Objective: Report every line in the records below that contains the word “curly”, copying each such line in full.

Supplied records:
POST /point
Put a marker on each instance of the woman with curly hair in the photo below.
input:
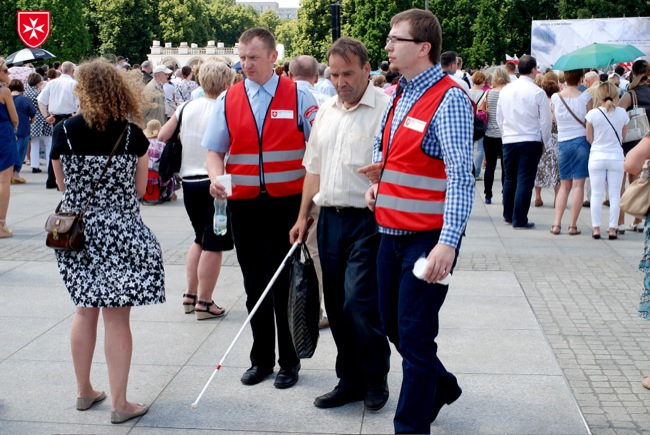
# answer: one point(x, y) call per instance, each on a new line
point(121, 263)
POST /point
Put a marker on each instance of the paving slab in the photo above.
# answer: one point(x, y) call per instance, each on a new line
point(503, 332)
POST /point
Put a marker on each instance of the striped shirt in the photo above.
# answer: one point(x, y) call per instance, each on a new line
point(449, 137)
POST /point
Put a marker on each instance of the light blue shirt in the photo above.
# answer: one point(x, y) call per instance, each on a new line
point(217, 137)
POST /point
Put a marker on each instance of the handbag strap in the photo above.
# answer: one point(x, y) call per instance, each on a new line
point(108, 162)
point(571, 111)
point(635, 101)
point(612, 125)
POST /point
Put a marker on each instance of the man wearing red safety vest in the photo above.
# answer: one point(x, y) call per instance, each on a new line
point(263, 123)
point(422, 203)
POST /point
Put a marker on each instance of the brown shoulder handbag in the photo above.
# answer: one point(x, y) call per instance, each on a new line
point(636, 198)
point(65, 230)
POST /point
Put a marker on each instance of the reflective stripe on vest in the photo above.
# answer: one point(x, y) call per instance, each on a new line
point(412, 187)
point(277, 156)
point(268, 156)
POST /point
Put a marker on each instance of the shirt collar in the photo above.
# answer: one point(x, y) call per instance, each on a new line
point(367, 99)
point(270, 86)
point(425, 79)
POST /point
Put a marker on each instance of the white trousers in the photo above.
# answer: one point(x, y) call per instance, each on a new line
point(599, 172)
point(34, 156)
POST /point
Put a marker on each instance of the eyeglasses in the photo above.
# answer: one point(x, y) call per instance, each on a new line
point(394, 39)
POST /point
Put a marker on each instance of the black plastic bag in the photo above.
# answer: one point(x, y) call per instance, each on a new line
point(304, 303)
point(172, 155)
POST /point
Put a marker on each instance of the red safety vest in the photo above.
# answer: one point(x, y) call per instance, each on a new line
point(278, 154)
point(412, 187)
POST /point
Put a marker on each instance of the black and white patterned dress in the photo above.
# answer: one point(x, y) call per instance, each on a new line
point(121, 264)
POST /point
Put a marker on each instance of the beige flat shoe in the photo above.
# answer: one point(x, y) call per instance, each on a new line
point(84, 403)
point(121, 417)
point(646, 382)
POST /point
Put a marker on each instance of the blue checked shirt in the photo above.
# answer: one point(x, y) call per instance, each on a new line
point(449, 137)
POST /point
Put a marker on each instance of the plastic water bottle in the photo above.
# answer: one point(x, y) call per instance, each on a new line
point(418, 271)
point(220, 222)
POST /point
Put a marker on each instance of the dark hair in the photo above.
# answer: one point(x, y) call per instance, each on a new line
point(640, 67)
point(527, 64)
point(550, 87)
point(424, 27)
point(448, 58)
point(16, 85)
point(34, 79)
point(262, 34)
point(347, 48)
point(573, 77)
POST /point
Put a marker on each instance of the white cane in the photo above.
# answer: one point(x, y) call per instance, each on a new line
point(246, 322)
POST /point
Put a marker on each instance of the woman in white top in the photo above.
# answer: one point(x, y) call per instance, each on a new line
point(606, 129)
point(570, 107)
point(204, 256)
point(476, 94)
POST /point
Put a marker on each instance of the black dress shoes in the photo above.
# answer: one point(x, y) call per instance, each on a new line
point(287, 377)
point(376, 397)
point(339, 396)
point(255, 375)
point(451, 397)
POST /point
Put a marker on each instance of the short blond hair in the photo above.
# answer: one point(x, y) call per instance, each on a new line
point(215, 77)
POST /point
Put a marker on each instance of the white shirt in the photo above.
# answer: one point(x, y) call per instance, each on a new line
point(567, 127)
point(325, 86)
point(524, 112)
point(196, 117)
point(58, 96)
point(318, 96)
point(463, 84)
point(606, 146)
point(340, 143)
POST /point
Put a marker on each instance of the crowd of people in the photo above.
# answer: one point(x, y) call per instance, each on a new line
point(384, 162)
* * *
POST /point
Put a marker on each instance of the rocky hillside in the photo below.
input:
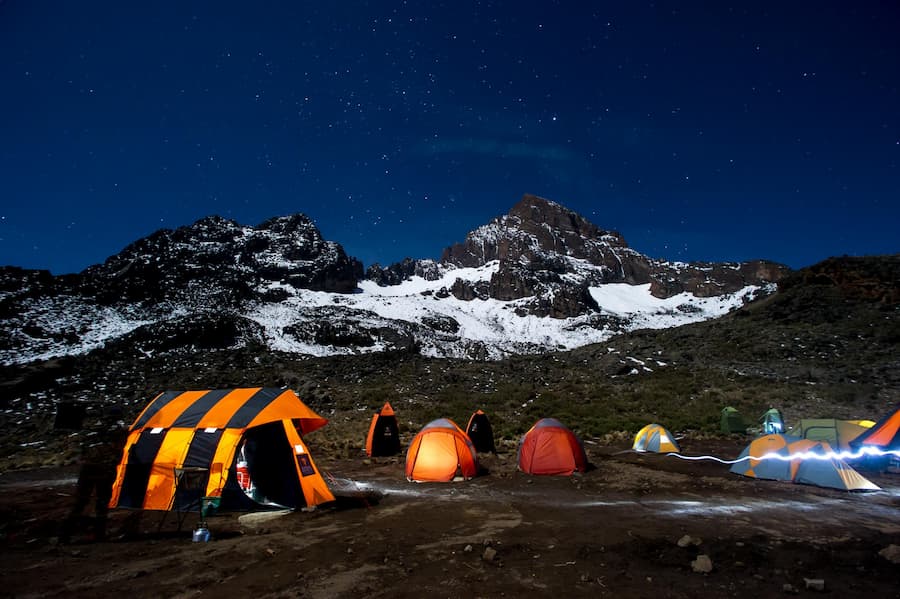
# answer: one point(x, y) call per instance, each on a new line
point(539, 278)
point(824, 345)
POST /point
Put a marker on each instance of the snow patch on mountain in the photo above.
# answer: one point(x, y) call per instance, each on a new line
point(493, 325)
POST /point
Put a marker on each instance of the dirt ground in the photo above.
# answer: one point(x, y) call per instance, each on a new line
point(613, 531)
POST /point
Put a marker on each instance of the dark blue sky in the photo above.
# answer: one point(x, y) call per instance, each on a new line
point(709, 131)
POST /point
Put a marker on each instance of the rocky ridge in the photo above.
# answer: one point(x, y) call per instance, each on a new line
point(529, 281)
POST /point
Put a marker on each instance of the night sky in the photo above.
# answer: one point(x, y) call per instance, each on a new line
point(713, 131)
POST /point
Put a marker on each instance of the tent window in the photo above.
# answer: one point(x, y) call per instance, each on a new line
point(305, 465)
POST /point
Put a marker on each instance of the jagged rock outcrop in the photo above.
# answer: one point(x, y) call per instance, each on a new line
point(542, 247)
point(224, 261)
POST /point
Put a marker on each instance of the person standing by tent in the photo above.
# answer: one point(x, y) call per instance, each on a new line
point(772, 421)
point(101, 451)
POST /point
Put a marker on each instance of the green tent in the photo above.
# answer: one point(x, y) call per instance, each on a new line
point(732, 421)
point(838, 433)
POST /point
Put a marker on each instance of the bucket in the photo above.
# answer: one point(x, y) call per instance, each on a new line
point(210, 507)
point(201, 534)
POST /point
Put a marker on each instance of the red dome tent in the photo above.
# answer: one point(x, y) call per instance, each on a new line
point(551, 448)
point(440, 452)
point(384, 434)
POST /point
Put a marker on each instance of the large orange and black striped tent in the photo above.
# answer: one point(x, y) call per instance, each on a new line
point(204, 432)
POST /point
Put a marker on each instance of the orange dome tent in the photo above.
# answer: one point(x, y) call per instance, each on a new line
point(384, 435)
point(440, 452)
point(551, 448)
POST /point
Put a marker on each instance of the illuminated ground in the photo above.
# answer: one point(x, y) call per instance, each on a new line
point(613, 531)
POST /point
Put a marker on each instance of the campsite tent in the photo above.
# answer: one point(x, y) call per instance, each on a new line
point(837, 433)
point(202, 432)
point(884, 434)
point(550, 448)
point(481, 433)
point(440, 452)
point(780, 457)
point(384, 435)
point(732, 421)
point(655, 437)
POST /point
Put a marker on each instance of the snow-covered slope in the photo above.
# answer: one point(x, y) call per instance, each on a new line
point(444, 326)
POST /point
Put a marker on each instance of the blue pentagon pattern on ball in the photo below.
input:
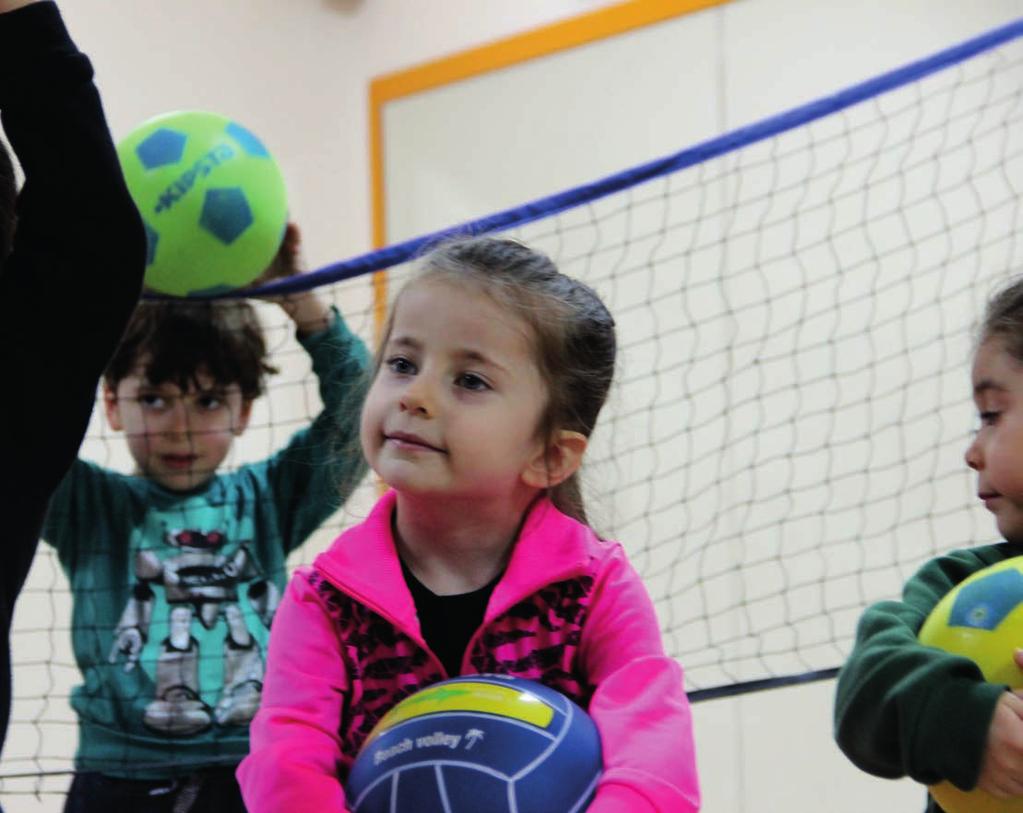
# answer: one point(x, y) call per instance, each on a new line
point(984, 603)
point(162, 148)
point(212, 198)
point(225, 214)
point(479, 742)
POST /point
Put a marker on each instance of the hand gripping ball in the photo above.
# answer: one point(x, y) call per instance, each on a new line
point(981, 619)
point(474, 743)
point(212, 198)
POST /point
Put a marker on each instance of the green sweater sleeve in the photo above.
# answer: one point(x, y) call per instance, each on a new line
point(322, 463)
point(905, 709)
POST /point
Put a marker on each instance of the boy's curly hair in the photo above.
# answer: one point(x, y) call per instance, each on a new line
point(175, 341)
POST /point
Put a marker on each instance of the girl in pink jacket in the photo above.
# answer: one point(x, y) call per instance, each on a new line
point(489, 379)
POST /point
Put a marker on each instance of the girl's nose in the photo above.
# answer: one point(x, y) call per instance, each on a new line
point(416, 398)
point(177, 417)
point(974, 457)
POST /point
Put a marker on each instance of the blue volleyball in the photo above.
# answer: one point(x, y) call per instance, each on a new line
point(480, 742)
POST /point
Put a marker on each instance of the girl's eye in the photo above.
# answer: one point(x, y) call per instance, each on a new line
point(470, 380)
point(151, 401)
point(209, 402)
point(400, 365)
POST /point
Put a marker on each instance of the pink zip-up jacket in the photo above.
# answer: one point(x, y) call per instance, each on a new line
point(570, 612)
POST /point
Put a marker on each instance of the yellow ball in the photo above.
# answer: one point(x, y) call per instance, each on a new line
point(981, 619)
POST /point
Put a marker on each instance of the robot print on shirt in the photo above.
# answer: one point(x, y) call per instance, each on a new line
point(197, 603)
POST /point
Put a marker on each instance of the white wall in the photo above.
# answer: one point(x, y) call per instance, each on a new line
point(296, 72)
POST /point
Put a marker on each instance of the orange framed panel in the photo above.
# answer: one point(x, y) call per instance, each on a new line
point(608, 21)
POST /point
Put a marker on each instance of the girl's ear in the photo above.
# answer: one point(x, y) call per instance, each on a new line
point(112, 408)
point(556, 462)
---
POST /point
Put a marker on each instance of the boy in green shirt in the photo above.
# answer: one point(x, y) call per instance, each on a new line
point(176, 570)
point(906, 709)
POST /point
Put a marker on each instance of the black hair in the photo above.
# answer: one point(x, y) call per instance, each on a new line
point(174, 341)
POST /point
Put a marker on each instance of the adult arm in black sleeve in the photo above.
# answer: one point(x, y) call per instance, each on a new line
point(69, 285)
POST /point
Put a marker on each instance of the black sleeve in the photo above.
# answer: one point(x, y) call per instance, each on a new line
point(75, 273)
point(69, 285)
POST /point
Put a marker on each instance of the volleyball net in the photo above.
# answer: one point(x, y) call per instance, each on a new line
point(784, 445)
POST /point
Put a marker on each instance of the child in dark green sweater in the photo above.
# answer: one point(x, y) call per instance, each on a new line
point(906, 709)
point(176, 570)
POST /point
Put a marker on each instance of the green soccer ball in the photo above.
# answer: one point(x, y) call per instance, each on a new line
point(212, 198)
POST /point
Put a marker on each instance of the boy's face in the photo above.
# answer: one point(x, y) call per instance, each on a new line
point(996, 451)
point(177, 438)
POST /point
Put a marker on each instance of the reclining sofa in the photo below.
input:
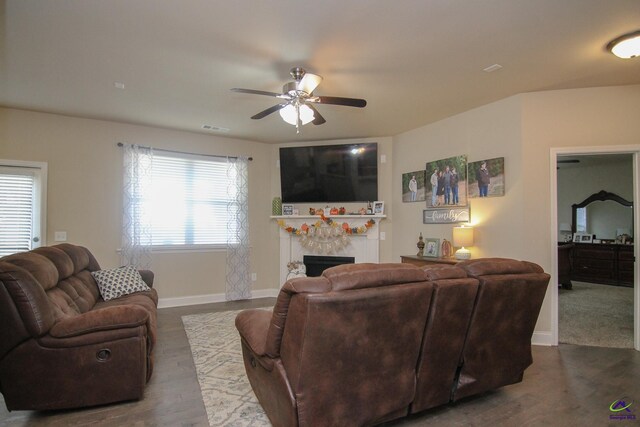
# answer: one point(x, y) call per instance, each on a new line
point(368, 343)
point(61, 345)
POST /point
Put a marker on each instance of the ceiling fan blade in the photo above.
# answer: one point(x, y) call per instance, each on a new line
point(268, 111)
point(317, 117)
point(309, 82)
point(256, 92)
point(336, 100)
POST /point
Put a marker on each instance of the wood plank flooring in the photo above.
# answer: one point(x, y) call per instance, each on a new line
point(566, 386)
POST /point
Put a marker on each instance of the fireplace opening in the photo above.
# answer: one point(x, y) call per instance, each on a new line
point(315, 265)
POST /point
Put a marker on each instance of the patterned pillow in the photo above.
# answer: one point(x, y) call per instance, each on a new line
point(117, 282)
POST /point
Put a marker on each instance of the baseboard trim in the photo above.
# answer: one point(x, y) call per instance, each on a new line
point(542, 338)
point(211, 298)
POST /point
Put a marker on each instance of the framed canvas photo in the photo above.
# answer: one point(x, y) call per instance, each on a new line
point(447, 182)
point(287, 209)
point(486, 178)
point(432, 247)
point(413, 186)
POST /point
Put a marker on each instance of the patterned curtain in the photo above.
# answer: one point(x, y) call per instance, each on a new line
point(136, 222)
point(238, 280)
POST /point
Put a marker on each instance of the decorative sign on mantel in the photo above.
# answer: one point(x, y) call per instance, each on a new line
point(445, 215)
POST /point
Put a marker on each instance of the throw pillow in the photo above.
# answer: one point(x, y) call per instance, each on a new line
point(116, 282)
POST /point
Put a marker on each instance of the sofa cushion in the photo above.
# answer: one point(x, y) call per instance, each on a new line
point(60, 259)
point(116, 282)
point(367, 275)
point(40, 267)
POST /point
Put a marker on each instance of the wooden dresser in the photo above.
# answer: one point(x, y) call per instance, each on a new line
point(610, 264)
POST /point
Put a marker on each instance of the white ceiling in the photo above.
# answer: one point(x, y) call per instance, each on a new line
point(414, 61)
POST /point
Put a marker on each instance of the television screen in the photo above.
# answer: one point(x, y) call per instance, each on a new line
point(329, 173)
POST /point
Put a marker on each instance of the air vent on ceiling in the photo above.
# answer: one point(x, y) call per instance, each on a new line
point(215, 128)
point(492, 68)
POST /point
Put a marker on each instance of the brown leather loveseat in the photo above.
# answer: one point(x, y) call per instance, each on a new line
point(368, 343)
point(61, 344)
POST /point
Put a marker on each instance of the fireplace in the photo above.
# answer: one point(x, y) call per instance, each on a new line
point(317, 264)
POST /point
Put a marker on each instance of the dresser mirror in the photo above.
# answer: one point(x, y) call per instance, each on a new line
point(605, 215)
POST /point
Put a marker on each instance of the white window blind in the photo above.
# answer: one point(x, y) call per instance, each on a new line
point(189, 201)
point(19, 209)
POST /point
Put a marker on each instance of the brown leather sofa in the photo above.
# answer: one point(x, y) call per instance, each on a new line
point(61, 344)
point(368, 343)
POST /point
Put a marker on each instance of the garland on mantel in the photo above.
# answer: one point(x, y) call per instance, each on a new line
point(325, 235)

Reply:
Put a marker on each instance of the woman with curly hair in the photo below.
Put a marker on each instance of the boy's curly hair in the photo above.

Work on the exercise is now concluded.